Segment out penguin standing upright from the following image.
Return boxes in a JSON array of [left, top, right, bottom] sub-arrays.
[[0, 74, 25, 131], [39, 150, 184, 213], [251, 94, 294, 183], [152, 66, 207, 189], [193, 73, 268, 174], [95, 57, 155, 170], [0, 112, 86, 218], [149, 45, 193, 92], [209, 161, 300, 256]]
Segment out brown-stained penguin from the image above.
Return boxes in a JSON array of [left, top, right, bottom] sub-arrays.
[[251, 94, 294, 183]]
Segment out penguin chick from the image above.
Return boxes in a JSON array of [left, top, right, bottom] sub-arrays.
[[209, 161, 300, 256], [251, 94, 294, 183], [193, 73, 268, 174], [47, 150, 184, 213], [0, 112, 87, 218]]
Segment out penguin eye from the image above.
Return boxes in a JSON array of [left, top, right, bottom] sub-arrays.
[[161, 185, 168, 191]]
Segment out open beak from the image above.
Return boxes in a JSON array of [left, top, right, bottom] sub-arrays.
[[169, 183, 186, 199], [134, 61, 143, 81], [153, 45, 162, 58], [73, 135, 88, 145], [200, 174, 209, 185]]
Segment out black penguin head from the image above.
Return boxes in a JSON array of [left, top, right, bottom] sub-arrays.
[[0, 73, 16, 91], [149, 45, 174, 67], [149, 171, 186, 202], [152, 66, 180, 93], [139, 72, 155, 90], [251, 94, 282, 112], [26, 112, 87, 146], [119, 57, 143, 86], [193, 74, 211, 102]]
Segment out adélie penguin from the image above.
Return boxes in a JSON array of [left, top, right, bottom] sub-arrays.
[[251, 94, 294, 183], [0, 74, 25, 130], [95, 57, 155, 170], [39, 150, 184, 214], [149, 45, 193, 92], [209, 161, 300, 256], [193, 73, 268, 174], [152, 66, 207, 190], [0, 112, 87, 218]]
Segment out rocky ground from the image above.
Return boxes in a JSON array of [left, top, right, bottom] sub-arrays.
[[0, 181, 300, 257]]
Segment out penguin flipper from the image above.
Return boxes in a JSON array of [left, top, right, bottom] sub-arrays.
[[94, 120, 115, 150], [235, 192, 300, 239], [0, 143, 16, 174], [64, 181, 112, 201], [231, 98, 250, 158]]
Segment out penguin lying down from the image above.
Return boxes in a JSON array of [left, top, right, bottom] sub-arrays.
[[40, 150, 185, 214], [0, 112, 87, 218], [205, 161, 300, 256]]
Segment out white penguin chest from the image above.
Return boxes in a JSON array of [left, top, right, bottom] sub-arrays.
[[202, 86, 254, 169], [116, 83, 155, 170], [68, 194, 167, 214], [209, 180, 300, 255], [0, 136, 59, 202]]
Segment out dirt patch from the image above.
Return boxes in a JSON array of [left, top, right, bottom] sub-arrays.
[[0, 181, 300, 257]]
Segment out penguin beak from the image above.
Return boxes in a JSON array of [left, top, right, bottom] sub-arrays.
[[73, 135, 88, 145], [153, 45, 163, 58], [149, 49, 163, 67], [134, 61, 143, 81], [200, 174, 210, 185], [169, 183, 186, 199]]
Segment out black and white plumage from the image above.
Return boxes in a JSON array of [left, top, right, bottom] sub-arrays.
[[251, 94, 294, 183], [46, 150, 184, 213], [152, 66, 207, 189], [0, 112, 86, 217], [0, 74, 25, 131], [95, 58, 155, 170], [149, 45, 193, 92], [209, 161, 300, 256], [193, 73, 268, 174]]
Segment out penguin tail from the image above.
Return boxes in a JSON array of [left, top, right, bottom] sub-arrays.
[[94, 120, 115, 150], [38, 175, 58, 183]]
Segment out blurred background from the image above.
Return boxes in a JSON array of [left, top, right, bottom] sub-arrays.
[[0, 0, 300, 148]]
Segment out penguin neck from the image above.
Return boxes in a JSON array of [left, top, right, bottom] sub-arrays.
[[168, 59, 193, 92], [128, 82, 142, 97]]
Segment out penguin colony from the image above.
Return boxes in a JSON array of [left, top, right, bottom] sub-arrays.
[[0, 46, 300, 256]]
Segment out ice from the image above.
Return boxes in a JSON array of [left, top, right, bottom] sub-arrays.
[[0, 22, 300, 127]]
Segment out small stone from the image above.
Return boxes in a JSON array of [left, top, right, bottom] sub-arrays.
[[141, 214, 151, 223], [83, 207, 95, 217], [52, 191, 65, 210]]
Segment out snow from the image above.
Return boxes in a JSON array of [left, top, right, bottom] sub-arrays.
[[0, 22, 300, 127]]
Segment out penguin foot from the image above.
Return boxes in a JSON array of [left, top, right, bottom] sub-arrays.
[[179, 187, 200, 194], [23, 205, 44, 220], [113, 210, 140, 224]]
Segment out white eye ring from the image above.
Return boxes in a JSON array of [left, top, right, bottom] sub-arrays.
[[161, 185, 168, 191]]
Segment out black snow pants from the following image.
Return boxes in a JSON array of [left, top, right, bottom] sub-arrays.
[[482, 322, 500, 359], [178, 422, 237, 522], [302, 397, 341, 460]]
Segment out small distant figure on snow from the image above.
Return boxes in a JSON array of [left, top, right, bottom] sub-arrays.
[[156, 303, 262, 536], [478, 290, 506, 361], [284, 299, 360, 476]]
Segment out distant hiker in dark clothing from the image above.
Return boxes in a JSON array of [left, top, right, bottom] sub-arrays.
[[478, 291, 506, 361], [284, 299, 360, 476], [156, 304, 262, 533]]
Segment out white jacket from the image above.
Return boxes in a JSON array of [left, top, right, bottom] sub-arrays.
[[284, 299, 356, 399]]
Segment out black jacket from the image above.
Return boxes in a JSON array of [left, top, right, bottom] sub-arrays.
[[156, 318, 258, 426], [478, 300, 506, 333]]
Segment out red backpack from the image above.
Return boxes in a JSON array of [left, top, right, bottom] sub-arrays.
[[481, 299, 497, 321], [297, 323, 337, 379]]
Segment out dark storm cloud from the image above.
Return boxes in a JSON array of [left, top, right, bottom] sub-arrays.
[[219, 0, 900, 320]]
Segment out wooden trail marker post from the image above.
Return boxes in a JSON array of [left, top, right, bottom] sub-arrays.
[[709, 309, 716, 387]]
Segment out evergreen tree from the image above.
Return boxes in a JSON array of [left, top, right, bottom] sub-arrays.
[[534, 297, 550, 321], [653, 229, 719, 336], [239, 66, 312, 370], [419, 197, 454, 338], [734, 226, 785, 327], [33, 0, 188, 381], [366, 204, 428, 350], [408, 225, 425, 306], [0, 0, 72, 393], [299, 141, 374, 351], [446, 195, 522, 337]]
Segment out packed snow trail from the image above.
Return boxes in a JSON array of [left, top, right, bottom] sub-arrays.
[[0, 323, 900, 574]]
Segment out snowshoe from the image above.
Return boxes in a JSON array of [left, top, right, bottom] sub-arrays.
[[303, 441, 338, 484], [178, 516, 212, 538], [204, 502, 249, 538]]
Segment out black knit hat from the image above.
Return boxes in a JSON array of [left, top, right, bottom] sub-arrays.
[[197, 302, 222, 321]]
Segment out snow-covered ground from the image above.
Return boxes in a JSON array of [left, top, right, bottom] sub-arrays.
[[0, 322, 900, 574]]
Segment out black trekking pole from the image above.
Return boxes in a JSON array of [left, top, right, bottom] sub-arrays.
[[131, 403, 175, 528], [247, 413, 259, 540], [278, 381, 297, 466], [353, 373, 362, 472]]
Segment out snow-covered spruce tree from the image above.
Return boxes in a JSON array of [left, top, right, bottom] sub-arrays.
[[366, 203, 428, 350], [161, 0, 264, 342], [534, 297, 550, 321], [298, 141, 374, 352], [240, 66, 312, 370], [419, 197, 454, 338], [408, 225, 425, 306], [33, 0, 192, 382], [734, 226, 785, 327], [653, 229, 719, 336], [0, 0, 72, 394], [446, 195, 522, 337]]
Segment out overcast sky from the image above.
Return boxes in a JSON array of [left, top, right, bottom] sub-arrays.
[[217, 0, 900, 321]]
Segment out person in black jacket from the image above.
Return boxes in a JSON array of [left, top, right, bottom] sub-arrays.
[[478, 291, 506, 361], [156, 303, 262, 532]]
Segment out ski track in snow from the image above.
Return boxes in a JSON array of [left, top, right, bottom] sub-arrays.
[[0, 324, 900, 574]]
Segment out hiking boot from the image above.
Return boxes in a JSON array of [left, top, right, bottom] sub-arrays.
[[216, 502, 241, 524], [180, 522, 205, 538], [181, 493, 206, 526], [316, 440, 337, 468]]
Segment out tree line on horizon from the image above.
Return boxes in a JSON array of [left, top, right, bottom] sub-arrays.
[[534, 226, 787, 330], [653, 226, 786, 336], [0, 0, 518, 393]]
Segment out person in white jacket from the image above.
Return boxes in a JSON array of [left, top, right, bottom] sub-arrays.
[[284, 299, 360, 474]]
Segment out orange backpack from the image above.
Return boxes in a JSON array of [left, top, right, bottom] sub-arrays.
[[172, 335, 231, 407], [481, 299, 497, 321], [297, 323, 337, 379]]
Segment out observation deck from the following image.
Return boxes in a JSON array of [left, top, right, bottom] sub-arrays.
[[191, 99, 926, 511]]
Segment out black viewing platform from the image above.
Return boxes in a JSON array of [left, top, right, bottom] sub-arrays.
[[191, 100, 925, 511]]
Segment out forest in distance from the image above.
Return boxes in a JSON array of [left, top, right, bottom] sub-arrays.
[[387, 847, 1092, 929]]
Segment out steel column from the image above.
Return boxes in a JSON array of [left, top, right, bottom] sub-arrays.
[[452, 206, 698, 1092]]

### OBJECTIVE:
Copy the rows above verbatim, from the line containing "Segment out small distant" through the line containing "304, 262, 533]]", including both of those lines.

### WRITTEN RESPONSE:
Segment out small distant figure on snow from the image above.
Return boxes in a JSON array of [left, top, right, bottom] sub-arrays.
[[156, 303, 262, 536], [478, 290, 506, 361], [284, 299, 360, 476]]
Segment out distant hiker in dark clothing from the image above.
Return boxes in a JSON array of [left, top, right, bottom] sub-arrays.
[[478, 291, 506, 361], [284, 299, 360, 476], [156, 304, 262, 533]]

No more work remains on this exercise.